___ Records supplied

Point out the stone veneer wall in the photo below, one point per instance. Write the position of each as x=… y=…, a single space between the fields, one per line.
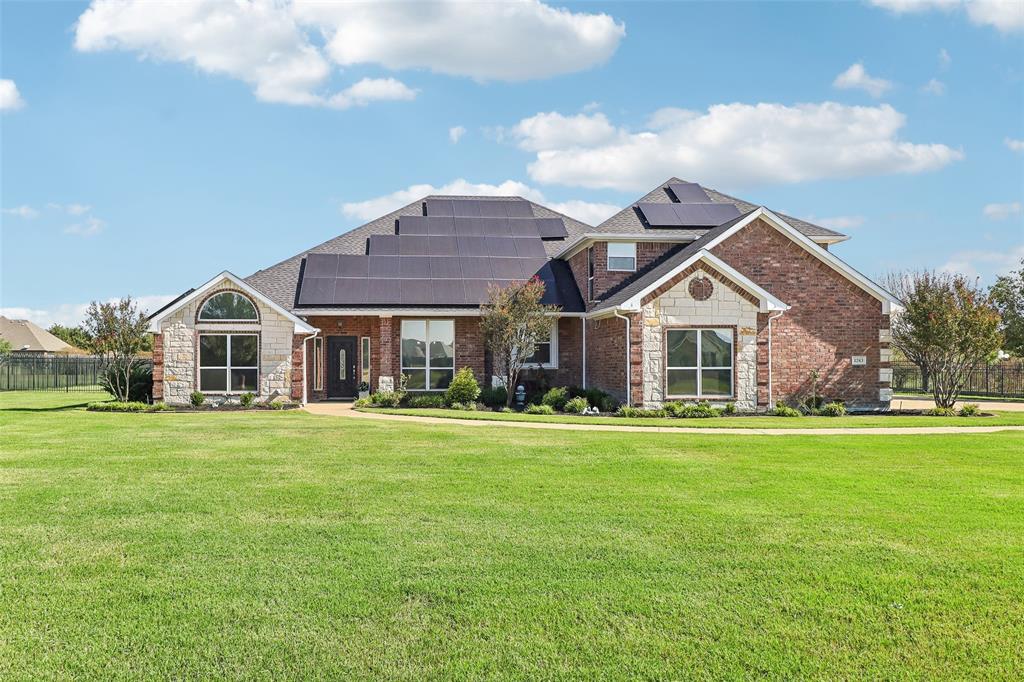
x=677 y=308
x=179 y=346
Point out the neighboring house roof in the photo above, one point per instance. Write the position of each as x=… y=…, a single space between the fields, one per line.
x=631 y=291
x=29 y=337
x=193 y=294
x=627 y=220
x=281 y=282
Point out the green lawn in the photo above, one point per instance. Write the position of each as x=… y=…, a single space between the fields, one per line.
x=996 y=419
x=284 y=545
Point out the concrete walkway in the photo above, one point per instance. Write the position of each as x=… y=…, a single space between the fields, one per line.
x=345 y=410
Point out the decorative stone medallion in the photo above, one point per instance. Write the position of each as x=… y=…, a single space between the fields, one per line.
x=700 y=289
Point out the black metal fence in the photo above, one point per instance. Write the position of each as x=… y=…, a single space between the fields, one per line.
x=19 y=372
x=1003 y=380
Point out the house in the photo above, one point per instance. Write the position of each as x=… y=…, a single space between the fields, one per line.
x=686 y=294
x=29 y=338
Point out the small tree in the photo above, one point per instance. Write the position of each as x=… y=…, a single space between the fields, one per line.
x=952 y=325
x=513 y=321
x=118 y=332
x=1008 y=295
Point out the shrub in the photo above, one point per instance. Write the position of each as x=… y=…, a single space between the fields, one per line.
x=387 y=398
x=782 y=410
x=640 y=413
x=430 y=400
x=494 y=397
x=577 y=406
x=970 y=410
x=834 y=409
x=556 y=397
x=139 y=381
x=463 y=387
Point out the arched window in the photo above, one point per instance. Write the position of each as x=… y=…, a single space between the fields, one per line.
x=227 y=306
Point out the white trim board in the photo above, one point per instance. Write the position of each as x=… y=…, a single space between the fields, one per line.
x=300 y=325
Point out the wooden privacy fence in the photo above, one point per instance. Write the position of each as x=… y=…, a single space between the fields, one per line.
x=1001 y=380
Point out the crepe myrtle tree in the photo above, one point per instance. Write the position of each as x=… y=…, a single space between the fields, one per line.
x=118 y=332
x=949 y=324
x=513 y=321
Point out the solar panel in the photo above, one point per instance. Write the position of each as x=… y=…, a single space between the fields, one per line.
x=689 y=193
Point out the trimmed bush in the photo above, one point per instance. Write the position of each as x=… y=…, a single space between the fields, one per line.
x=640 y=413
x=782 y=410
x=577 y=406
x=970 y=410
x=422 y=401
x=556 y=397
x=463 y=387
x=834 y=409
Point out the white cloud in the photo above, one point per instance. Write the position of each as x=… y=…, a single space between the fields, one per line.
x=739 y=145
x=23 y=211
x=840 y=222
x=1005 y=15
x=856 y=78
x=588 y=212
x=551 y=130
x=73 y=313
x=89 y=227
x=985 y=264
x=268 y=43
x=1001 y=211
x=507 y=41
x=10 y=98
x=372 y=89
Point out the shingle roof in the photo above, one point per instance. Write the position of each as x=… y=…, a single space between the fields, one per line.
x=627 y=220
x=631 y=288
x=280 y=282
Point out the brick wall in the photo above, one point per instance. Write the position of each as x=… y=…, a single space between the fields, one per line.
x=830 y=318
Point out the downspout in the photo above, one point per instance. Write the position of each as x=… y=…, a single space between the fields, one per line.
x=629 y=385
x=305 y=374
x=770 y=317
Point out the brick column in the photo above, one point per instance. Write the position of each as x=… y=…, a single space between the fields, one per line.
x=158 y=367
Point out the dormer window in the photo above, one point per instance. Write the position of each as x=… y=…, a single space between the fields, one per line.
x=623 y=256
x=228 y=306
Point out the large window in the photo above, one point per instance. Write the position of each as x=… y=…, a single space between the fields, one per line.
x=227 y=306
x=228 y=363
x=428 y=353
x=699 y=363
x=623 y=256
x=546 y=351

______

### Goal
Reproduce the rows above word for word, starting at the line that contains "Point out the arched" and ending at the line that contains "x=280 y=282", with both of those lines included.

### Answer
Point out the arched window in the photo above, one point per instance. Write the position of each as x=… y=…, a single space between the fields, one per line.
x=227 y=306
Point out the white trim board in the photo above, one point per instance. Write the position of each as x=… y=…, a single space between the fields, one per line.
x=300 y=325
Point out the wooden privacy fence in the photo above, one point per instance. Write the position of each as x=… y=…, a single space between the fields, one per line.
x=1001 y=380
Point out the crepe myrtle tree in the photo above, one point per instance. Write the position of each as x=… y=…, a single space between the fields, one per line.
x=118 y=332
x=949 y=324
x=513 y=321
Point out the solar panel in the photo above, one point per instance. Write the position of each as x=… y=…, a single space between the fields, one per line.
x=689 y=193
Point out the trimmed bush in the photo above, one point per instance. Write the position of each as x=… y=…, a single space between the fields, one per line.
x=640 y=413
x=782 y=410
x=577 y=406
x=970 y=410
x=422 y=401
x=556 y=397
x=463 y=387
x=834 y=409
Point out the white cloud in the photo above, one point per instance. Write the position of each as x=… y=…, a single space between the fields, one per line.
x=739 y=145
x=23 y=211
x=840 y=222
x=1005 y=15
x=856 y=78
x=588 y=212
x=551 y=130
x=73 y=313
x=89 y=227
x=985 y=264
x=268 y=43
x=1001 y=211
x=507 y=41
x=10 y=98
x=372 y=89
Point out the shingle roof in the photo above, one point per instance. Write the position of each as x=… y=…, a single space between the fields, one per line.
x=627 y=220
x=631 y=288
x=280 y=282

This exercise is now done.